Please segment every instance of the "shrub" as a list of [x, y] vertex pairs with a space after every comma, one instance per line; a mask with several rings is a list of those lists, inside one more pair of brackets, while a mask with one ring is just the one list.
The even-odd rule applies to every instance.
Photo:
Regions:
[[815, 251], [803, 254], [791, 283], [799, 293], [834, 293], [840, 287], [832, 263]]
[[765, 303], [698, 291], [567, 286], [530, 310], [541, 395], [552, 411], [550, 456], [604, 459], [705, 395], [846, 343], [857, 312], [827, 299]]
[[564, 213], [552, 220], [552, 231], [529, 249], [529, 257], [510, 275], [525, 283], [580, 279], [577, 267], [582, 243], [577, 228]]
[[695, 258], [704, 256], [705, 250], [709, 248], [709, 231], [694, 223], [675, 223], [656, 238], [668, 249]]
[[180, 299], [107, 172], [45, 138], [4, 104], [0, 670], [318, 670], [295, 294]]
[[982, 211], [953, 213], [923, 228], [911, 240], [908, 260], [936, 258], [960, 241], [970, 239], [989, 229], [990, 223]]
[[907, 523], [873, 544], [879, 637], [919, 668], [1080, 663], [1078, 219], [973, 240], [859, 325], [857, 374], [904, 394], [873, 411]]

○ ○ ○ ○ ○

## [What you will do]
Count every line in the data where the string "instance" occurs. Give nothing except the number.

## [Output of the exercise]
2